§ **LIST OF TASKS**
1. Answer these about the tax planning article:
(a) When was it last updated?
(b) What does an emergency fund let you have on hand?
(c) What is the effective tax rate between £100,000 and £125,140?
2. From the tax planning article, pull out the passage starting with "The £100,000 threshold" and going on through "allowance tapers away.", word for word.

§ **DOCUMENT SECTION**

· · · ·

Article last updated 14 February 2026.

We highlight the key tax considerations for 2026 and beyond – from navigating the £100,000 salary ‘tax trap’ to understanding tapered pension allowances, and higher‑risk tax‑efficient investments. This information is based on our understanding of HMRC tax rules in the UK. Tax treatment depends on your personal circumstances which could change. We do not provide tax advice; you should speak to a tax adviser if you're unsure.

1. Early‑ to mid‑career: focus on the foundations

For most professionals, the fundamentals remain the same. Regular workplace pension and Individual Savings Account (ISA) contributions continue to be among the simplest and most effective ways to save tax efficiently. Every pound you can save from tax is a pound that could be compounding to grow your wealth in the future. The challenge is balancing these long‑term advantages with any short‑term need for liquidity. This is where a rainy-day fund can be a useful addition to your strategy. An emergency fund allows you to have cash on hand for unexpected expenses, rather than having to sell your investments before you planned to.  

 

The £100,000 threshold

If you earn just over £100,000 a year, increasing pension contributions may bring your income back below the threshold. This matters for two reasons:

  • The effective tax rate between £100,000 and £125,140 is around 60% because the personal allowance tapers away.
  • Childcare‑related benefits fall away as soon as your income reaches £100,000. For parents, restoring these benefits can make a pension contribution within available allowances worthwhile in both the short and long term.

· · · ·

§ **DATA EXCERPT**
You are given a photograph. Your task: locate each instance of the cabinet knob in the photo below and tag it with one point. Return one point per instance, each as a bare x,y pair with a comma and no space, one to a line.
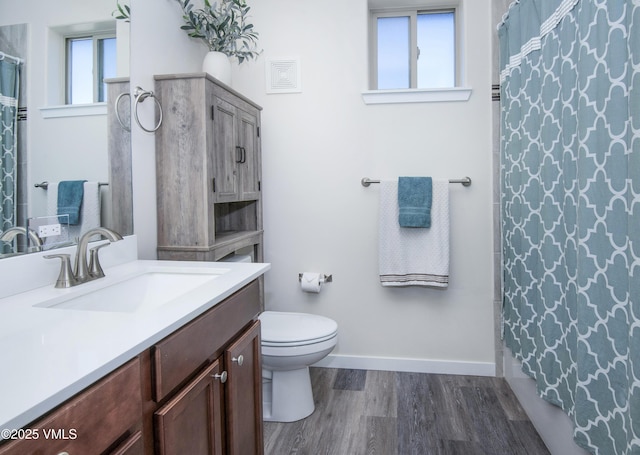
222,376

· · · ·

§ **COMPLETED EXERCISE**
1.
(a) 14 February 2026.
(b) Cash for unexpected expenses.
(c) Around 60%.

2.
The £100,000 threshold

If you earn just over £100,000 a year, increasing pension contributions may bring your income back below the threshold. This matters for two reasons:

  • The effective tax rate between £100,000 and £125,140 is around 60% because the personal allowance tapers away.